▸ **Request**
Could you put every line of the items below into a numbered list, leaving out blank lines and the pictures?

▸ **Supplied entries**
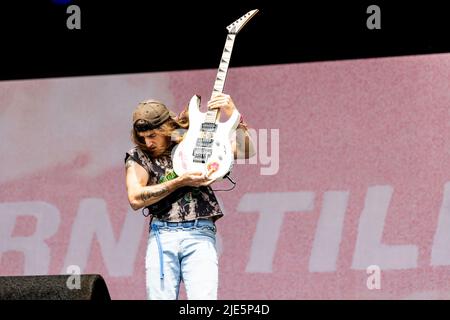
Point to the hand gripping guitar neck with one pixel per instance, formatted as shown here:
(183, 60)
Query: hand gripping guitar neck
(206, 146)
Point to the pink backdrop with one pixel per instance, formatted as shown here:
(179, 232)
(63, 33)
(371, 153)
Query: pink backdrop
(352, 171)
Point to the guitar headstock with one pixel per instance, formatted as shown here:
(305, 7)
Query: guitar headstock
(236, 26)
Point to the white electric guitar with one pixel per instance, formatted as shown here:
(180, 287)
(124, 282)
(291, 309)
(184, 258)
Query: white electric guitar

▸ **Finished exercise**
1. Point to the hand gripping guitar neck with one pixel per instance, formatted as shown here:
2. (183, 60)
3. Query: hand gripping guitar neck
4. (206, 146)
5. Point to the pink backdrop with one pixel per instance, formatted as shown here:
6. (179, 232)
7. (63, 33)
8. (371, 153)
9. Query: pink backdrop
10. (352, 171)
11. Point to the guitar headstock with one pixel per instance, formatted as shown here:
12. (305, 7)
13. Query: guitar headstock
14. (236, 26)
15. Point to the white electric guitar with one pixel per instance, formatted as shown here:
16. (180, 287)
17. (124, 282)
18. (291, 309)
19. (184, 258)
20. Query: white electric guitar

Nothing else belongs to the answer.